┌─ Input for this task

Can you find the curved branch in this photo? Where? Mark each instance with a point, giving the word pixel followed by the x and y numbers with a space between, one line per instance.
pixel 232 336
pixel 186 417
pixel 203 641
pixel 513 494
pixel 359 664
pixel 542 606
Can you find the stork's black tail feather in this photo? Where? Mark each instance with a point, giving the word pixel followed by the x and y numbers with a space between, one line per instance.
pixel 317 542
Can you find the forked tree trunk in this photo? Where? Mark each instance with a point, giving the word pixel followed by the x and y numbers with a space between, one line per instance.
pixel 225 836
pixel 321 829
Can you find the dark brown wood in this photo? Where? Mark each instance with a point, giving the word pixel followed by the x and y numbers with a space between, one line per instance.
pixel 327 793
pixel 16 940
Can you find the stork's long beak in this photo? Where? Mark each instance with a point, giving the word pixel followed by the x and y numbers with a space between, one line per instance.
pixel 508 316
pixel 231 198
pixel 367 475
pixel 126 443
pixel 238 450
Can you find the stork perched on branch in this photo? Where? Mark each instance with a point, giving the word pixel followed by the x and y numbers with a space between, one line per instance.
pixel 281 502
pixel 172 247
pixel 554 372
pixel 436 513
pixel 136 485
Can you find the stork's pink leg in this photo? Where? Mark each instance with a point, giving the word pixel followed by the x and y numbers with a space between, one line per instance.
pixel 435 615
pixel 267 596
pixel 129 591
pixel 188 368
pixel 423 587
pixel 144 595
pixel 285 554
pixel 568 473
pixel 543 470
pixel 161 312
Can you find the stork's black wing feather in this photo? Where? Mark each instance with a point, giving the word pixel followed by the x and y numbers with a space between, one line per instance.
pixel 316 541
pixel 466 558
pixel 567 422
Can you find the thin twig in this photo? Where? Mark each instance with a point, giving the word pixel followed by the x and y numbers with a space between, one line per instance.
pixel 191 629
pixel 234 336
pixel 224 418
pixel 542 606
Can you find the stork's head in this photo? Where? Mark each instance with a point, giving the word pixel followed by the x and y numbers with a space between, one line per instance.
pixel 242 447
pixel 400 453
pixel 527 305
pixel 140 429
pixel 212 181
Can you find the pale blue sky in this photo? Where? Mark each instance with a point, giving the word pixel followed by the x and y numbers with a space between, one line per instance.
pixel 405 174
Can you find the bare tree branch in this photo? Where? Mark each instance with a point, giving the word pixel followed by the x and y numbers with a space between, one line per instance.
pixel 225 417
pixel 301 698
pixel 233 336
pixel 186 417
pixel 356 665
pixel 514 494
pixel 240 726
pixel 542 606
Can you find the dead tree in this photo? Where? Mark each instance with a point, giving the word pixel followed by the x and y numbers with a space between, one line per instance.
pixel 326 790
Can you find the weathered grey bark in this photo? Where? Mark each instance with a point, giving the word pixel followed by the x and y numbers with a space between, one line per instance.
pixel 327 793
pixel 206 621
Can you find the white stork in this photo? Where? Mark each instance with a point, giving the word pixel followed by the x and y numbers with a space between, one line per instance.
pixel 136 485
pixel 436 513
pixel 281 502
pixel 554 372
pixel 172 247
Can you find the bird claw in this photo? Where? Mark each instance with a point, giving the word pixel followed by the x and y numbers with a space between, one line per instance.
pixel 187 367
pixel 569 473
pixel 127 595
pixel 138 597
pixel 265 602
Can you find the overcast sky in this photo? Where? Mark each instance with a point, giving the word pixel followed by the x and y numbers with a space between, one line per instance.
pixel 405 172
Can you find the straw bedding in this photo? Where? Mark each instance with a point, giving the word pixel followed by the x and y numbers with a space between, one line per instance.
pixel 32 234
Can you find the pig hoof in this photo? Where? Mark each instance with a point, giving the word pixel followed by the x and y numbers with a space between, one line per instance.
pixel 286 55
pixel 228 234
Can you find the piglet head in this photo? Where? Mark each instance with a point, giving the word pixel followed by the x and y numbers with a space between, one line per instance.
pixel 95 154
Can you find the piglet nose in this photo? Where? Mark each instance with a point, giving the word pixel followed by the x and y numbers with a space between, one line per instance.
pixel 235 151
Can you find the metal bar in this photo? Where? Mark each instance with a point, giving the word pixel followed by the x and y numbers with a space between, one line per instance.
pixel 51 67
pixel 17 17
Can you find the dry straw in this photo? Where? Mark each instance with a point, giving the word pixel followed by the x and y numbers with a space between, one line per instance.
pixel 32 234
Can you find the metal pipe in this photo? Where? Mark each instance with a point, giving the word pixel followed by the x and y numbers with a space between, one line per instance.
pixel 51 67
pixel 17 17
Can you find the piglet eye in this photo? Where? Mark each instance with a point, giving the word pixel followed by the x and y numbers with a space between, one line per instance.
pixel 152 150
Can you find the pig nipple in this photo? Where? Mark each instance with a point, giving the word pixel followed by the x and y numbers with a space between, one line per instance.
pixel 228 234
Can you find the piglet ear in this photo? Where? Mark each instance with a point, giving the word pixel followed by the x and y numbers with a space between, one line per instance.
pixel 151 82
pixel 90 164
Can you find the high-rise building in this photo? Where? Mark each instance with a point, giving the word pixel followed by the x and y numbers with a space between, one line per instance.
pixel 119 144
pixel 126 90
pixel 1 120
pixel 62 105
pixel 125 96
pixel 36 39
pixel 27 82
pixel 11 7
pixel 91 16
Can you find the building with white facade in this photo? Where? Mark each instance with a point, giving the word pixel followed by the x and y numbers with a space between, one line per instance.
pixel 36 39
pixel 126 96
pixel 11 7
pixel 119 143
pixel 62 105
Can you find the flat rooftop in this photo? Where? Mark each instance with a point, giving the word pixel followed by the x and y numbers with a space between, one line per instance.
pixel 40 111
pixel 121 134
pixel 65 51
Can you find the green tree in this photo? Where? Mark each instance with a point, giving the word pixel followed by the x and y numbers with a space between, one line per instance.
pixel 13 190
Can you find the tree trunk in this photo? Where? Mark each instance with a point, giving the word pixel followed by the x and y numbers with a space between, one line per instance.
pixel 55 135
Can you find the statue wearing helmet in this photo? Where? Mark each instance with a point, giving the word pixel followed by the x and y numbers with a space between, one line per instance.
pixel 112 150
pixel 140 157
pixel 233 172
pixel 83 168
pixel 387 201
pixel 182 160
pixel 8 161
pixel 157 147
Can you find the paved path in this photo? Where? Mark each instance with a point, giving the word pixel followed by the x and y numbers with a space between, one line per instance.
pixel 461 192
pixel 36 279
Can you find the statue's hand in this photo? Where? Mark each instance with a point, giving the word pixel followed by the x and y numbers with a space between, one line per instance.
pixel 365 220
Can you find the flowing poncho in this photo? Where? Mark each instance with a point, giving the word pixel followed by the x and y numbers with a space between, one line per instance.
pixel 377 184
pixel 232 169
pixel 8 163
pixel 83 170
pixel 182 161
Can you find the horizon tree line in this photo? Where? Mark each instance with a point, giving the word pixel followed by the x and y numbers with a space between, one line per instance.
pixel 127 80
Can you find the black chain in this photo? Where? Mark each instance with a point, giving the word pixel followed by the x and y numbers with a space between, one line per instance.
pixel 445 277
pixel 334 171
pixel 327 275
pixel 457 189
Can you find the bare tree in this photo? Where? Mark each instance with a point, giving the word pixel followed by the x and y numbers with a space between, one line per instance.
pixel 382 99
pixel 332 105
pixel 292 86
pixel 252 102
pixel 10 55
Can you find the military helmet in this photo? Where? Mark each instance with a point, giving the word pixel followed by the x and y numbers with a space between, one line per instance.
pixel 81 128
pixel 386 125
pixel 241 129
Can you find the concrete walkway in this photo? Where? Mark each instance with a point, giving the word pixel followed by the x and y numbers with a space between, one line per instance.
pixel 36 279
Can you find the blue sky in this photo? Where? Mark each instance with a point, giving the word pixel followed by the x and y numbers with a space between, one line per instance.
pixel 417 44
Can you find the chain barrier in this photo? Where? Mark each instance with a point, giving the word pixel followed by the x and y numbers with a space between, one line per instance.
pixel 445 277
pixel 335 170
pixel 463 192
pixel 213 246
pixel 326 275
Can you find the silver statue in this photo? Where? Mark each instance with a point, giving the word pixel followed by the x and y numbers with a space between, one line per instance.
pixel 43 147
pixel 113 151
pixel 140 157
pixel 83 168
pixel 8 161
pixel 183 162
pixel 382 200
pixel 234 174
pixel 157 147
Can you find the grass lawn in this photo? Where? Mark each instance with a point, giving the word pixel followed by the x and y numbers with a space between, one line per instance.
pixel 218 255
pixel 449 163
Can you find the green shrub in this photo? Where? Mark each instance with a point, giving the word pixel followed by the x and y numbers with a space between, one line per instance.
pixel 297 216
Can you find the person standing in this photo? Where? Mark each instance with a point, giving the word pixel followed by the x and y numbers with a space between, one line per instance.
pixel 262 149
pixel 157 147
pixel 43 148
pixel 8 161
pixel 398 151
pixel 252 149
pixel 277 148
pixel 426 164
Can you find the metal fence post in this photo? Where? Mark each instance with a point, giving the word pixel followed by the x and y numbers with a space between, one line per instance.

└─

- [Task statement]:
Write out once more the lines above beginning at the line with "Can you find the grass"; continue through the final line and stop there.

- [Task result]:
Can you find the grass lawn in this photo? Where? Mark each instance with a point, giving the word pixel followed by the x and y numbers with a space between, one line per instance.
pixel 218 255
pixel 449 163
Can you find the green shrub in this photo? Where? Mark each instance with a point, giving the word pixel followed by the x and y numbers with a space between, one line per instance.
pixel 297 216
Can you find the person standing in this photo? Where? Mark each instance with a point, giving the word pixel followed by the x and y numbers with a space between, one line per instance.
pixel 262 149
pixel 157 147
pixel 43 148
pixel 8 161
pixel 398 151
pixel 252 149
pixel 277 148
pixel 426 164
Can you find the metal fence post in this photo? Where? Mark each instance with a point, giving the word pixel followed by the x and y numbers with a space between, one line per instance.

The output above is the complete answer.